§ **WHAT YOU WILL DO**:
Leave out the pictures and print the rest of the entries exactly as they stand.

= Beginning of Section =

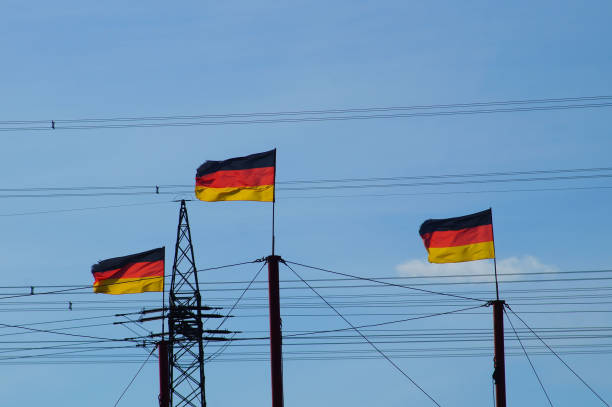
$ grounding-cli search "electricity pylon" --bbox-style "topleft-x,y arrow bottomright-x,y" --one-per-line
168,200 -> 206,407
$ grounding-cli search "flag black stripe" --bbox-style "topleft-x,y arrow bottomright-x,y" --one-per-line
419,209 -> 492,235
92,247 -> 165,274
196,149 -> 275,177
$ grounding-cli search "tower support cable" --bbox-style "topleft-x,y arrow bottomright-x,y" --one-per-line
503,308 -> 554,407
283,260 -> 442,407
506,306 -> 609,407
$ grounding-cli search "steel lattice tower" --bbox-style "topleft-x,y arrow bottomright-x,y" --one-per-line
168,200 -> 206,407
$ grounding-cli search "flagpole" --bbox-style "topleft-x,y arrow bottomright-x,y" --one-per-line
162,246 -> 166,338
272,200 -> 275,256
490,207 -> 499,300
271,149 -> 277,256
493,257 -> 499,300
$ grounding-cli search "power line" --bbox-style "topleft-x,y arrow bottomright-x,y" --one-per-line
275,166 -> 612,185
280,185 -> 612,200
3,95 -> 610,125
0,201 -> 172,217
214,305 -> 491,343
0,344 -> 138,362
2,98 -> 612,132
285,259 -> 487,302
0,320 -> 134,343
235,304 -> 489,341
5,170 -> 612,196
1,348 -> 611,365
0,184 -> 609,207
3,165 -> 612,193
0,276 -> 165,301
0,321 -> 122,338
0,260 -> 261,302
277,173 -> 612,192
0,191 -> 178,199
7,271 -> 612,299
0,165 -> 610,211
8,290 -> 612,307
192,267 -> 612,286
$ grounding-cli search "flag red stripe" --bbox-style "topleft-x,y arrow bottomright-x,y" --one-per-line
421,224 -> 493,249
92,260 -> 164,282
195,166 -> 274,188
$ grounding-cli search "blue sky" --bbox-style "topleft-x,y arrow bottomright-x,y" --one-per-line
1,1 -> 612,406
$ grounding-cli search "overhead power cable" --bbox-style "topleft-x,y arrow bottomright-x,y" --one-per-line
4,168 -> 612,195
0,260 -> 260,302
1,266 -> 612,292
0,344 -> 137,362
0,201 -> 172,217
226,304 -> 488,341
0,275 -> 167,302
1,95 -> 612,131
0,165 -> 611,209
276,166 -> 612,185
1,165 -> 611,193
1,95 -> 609,125
0,321 -> 124,339
8,275 -> 612,300
0,320 -> 133,343
280,185 -> 612,200
285,259 -> 487,302
1,185 -> 610,208
277,173 -> 612,192
1,348 -> 610,365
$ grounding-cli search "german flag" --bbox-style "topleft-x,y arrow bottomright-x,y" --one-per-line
195,149 -> 275,202
419,209 -> 495,263
91,248 -> 164,294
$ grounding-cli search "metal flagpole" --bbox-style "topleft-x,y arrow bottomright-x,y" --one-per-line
272,201 -> 275,256
159,247 -> 169,407
272,148 -> 277,256
490,207 -> 500,300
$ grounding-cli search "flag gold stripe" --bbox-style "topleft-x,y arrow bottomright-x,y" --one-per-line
93,276 -> 164,295
195,185 -> 274,202
427,241 -> 495,263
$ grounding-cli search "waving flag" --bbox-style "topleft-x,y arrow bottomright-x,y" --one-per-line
195,149 -> 275,202
92,247 -> 164,294
419,209 -> 495,263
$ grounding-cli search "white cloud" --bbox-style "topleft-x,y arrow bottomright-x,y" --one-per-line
395,255 -> 557,281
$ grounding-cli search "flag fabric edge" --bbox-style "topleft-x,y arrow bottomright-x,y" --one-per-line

= End of Section =

§ **THE COMPLETED TASK**:
$ grounding-cli search "electricity pylon" --bbox-style "topleft-x,y arrow bottomright-x,y" --one-per-line
168,200 -> 206,407
$ grounding-cli search "flag black stripe" --bbox-style "topleft-x,y arrow bottomright-x,y" --one-per-line
419,209 -> 492,235
92,247 -> 165,274
196,149 -> 275,177
$ grounding-cli search "tower support cable" --bbox-style "topleft-x,y arrow bottomright-x,y" --one-per-line
503,308 -> 554,407
283,260 -> 442,407
506,306 -> 609,407
$ grounding-cli search "steel lattice tower" --bbox-style "topleft-x,y arrow bottomright-x,y" --one-per-line
168,200 -> 206,407
$ grounding-cli search "flagpole" --bbox-style "topleft-x,y arrow bottomright-x,y" --one-per-line
162,246 -> 166,338
272,200 -> 275,256
490,207 -> 499,300
271,149 -> 277,256
493,257 -> 499,300
$ grounding-cli search "power line" --bbox-style "topleft-x,y arrow bottomright-x,y" --one-per-line
275,166 -> 612,185
280,185 -> 612,200
3,95 -> 610,125
0,201 -> 172,217
214,305 -> 491,343
0,344 -> 138,362
2,98 -> 612,132
285,259 -> 487,302
0,320 -> 134,343
235,304 -> 489,341
5,170 -> 612,196
1,348 -> 611,365
0,184 -> 609,207
3,165 -> 612,193
0,276 -> 165,301
0,321 -> 122,338
0,260 -> 261,302
277,173 -> 612,192
0,191 -> 178,199
7,271 -> 612,299
0,165 -> 610,211
8,290 -> 612,307
192,267 -> 612,286
$ grounding-cli search "flag red stripe" --bbox-style "topleft-x,y arrow bottomright-x,y" --one-per-line
421,224 -> 493,249
92,260 -> 164,282
195,166 -> 274,188
$ grounding-cli search "blue sky" --bbox-style "topleft-x,y arrow bottomright-x,y" --one-per-line
1,1 -> 612,406
$ grounding-cli search "overhead power cable" --bbox-style "topleft-x,y arrow bottomright-x,y" --one-per-line
4,168 -> 612,195
0,260 -> 260,302
1,266 -> 612,292
0,344 -> 137,362
0,201 -> 172,217
226,304 -> 488,341
0,275 -> 167,302
1,95 -> 612,131
0,165 -> 611,209
276,166 -> 612,185
1,165 -> 611,193
1,95 -> 609,125
0,321 -> 124,339
8,275 -> 612,300
0,320 -> 133,343
280,185 -> 612,200
285,259 -> 487,302
1,185 -> 610,208
277,173 -> 612,192
1,348 -> 610,365
$ grounding-cli search "german flag" --bbox-style "topleft-x,y arrow bottomright-x,y" --one-per-line
195,149 -> 275,202
419,209 -> 495,263
91,248 -> 164,294
$ grounding-cli search "metal flagpole" --bbox-style "topleft-x,y arrow bottomright-x,y" --one-per-line
272,201 -> 275,256
159,247 -> 169,407
272,148 -> 277,256
490,207 -> 500,300
$ grounding-cli search "flag gold stripe" --bbox-style "topleft-x,y arrow bottomright-x,y" --one-per-line
93,276 -> 164,295
195,185 -> 274,202
427,241 -> 495,263
$ grounding-cli search "waving flag" --bbox-style "topleft-x,y arrow bottomright-x,y" --one-per-line
195,149 -> 275,202
92,247 -> 164,294
419,209 -> 495,263
$ grounding-cli search "white cloud" --bbox-style "topleft-x,y arrow bottomright-x,y" --one-per-line
395,255 -> 557,281
$ grounding-cli search "flag fabric edge" --bbox-style "topleft-x,y arrow bottomright-x,y" --one-per-line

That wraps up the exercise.